→ LISTE DES TÂCHES:
A – Dans le texte sur le primaire et le secondaire, relevez les fantômes qui hantent constamment le secondaire.
B – Reproduisez l'extrait du texte sur le primaire et le secondaire allant de « Le primaire s'enchante » jusqu'à « ce qui s'offre. », en substituant « illusions » à « chimères ».
C – Indiquez si chacune des affirmations suivantes concorde avec le texte sur le primaire et le secondaire, en répondant par oui ou par non et en citant les mots décisifs du texte. (i) En amour, le secondaire accorde plus d'importance à la fidélité qu'à la liberté. (ii) Le primaire se montre rancunier. (iii) Voltaire et Rousseau moururent à plusieurs années d'intervalle.

→ TEXTE À LIRE:
--- --- ---
Le miroir des idées: le primaire et le secondaire
Comme par écho à la chasse et la pêche et pour mieux comprendre (le
chasseur est un primaire tandis que le pêcheur est un secondaire):
"La
distinction entre primaire et secondaire vient de la caractérologie, et
il importe pour bien la comprendre d'oublier la connotation scolaire
qui risque de s'y attacher comme une mauvaise odeur.
Un secondaire
vit en référence constante à son passé et à son avenir. La nostalgie de
ce qui n'est plus et l'appréhension de ce qui va arriver obnubilent son
présent et dévaluent sa sensation immédiate. Son intelligence se sert
du calcul plus que de l'intuition. Son espace est une chambre d'écho et
un dédale de perspectives. En amour, la fidélité lui importe plus que
la liberté. Il est constamment hanté par ces trois fantômes: le
remords, le regret et le ressentiment. François Mauriac: "Je pardonne
quelquefois, mais je n'oublie jamais."
Le primaire s'enchante de la
jeunesse de l'éternel présent. Il peut être cérébral ou sensuel, c'est
l'homme de l'évidence originelle et du premier commencement. Chaque
matin est pour lui le premier jour de la Création. Il ne s'embarrasse
pas de fantômes ni de chimères. Il se montre spontanément ingrat,
imprévoyant, mais sans rancune. Il adhère par instinct à ce qui s'offre.
Rien
de plus étrange que certains couples qu'on voit se former dans
l'histoire et qui réunissent un primaire et un secondaire.,
perpétuellement hésitant entre l'admiration et le mépris, l'amour et la
haine réciproques. Tels furent par exemple Voltaire-le-primaire et
Rousseau-le-secondaire qui se querellèrent des années, mais qui
moururent à quelques semaines d'intervalle, comme s'ils ne pouvaient
vivre l'un sans l'autre. Mais Voltaire était l'homme du présent, tandis
que Rousseau, en écrivant ses Confessions, à la fois plongeait dans son propre passé et créait l'oeuvre fondatrice de la littérature moderne.
--- --- ---
→ Quelques enregistrements:
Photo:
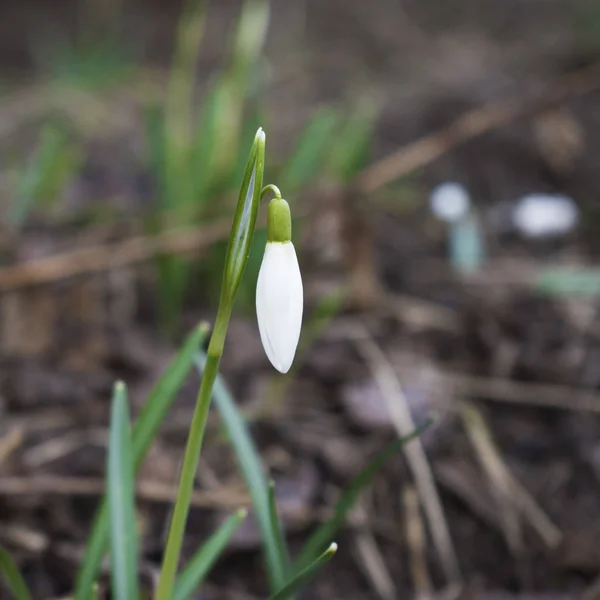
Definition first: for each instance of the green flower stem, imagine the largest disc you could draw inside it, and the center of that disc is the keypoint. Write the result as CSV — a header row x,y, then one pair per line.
x,y
192,455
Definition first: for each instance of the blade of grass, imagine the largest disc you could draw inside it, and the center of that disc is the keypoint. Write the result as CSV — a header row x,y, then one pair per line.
x,y
327,530
12,577
234,86
306,160
121,500
144,432
353,141
250,465
206,556
39,173
277,529
304,576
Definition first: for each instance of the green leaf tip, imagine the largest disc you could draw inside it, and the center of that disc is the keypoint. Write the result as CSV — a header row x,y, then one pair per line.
x,y
244,221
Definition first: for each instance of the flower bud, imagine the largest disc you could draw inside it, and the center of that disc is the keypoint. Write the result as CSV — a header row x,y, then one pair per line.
x,y
279,293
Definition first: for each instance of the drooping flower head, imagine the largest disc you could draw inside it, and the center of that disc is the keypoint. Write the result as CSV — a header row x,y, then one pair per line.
x,y
279,293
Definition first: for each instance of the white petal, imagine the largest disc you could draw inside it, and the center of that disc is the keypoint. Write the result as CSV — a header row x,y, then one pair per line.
x,y
279,303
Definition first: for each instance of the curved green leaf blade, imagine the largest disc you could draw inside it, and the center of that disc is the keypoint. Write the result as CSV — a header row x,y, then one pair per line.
x,y
244,220
206,556
327,530
144,432
12,577
304,576
121,500
277,529
251,467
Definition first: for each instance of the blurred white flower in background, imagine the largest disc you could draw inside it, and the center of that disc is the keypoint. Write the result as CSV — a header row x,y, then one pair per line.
x,y
545,215
449,201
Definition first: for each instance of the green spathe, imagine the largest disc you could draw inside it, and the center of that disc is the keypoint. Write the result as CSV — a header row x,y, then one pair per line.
x,y
279,221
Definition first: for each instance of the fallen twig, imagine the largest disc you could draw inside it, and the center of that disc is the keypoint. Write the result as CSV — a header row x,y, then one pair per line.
x,y
430,147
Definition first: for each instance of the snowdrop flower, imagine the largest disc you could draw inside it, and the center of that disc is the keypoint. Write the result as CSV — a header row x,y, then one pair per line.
x,y
542,215
279,294
449,202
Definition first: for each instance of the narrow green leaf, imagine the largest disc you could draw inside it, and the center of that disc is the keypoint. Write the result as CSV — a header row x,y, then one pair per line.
--- --- ---
→ RÉSULTATS DES TÂCHES:
A – Le remords, le regret et le ressentiment.

B –
Le primaire s'enchante de la
jeunesse de l'éternel présent. Il peut être cérébral ou sensuel, c'est
l'homme de l'évidence originelle et du premier commencement. Chaque
matin est pour lui le premier jour de la Création. Il ne s'embarrasse
pas de fantômes ni de illusions. Il se montre spontanément ingrat,
imprévoyant, mais sans rancune. Il adhère par instinct à ce qui s'offre.

C –
(i) Oui : « En amour, la fidélité lui importe plus que la liberté. »
(ii) Non : « imprévoyant, mais sans rancune »
(iii) Non : « moururent à quelques semaines d'intervalle »